Reading passage:
-.-.-

Visiting Morocco during Ramadan

Ramadan in 2023 starts around 22 March and ends around 20 April. We can’t be more precise because it depends on sighting the moon.

So should you venture into Morocco during Ramadan? There’s no reason why not, and the insights you’ll gain into the people and culture will enhance your experience.

What you need to know

*The lunar month of Ramadan is a time of fasting during daylight hours and eating and partying at night. Behind the fast is a reminder to Muslims of their commitment to God and a form of spiritual purification. Wish everyone a Ramadan m’barak (a blessed Ramadan).

*Exempt from the fast are pregnant or breastfeeding women, small children, those travelling and the sick and elderly.

*Fasting means not only no food during the day, but no smoking and no drinking – not even water.

*Government offices, post offices, banks and shops open later and close earlier. Opening hours posted outside such establishments do not refer to the Ramadan schedule.

-.-.-

Records supplied:
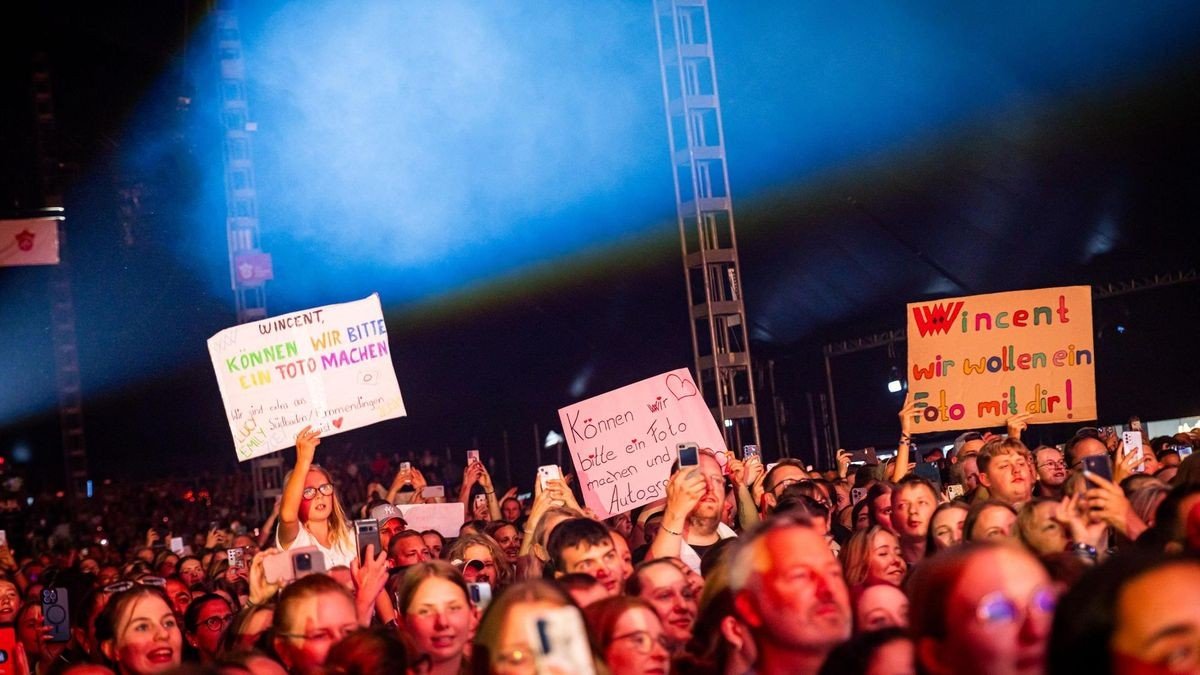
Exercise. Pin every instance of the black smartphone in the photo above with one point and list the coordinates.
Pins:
(867, 455)
(1098, 465)
(57, 614)
(930, 472)
(7, 650)
(367, 532)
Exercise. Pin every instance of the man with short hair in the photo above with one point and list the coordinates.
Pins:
(664, 586)
(1051, 471)
(510, 511)
(913, 502)
(879, 500)
(1086, 442)
(785, 472)
(966, 444)
(408, 548)
(581, 544)
(691, 521)
(1005, 471)
(789, 589)
(391, 523)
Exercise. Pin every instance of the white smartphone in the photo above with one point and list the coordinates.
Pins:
(559, 641)
(1132, 444)
(480, 593)
(549, 472)
(689, 454)
(857, 495)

-.-.-

Jobs:
• 1. In the text on visiting Morocco during Ramadan, roughly when does Ramadan begin and end in 2023?
• 2. Reproduce the stretch from "Visiting Morocco during" through "enhance your experience." in the text on visiting Morocco during Ramadan.

Responses by task:
• 1. It begins around 22 March and ends around 20 April.

• 2.
Visiting Morocco during Ramadan

Ramadan in 2023 starts around 22 March and ends around 20 April. We can’t be more precise because it depends on sighting the moon.

So should you venture into Morocco during Ramadan? There’s no reason why not, and the insights you’ll gain into the people and culture will enhance your experience.